■ **Problem statement**
Your response should contain every line from the data below that holds the string "grass".

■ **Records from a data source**
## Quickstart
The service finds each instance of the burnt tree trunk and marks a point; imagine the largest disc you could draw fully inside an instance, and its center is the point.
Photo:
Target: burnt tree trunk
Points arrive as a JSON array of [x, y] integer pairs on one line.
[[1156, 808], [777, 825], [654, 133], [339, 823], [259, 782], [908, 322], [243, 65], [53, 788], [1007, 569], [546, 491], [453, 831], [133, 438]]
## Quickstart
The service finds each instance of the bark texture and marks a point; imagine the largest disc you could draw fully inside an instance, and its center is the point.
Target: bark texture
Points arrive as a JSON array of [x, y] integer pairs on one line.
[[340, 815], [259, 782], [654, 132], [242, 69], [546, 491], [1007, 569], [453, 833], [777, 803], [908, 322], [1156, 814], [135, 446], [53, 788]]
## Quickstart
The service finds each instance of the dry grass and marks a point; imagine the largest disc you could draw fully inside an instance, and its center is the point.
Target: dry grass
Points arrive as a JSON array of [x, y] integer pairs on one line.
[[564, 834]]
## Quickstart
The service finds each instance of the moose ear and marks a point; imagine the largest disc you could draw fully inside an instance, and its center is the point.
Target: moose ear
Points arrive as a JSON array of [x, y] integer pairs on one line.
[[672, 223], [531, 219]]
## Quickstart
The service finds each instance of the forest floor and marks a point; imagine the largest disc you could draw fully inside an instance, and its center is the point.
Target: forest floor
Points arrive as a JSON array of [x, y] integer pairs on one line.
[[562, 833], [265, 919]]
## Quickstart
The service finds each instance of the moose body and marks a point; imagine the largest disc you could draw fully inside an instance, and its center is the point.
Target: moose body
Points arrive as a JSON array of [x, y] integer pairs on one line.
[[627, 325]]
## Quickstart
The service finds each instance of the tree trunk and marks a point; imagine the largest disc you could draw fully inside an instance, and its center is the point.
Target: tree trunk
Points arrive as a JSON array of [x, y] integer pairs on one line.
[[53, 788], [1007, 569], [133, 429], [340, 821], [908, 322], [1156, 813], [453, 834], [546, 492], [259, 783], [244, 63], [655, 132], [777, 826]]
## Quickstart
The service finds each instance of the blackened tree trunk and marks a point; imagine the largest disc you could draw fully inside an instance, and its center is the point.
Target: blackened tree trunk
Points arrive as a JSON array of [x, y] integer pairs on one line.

■ **Solution to the problem**
The service finds each instance of the dry grass and marks a point; imagine the largest disc you could draw fully inside an instance, and its center is the point.
Target: dry grass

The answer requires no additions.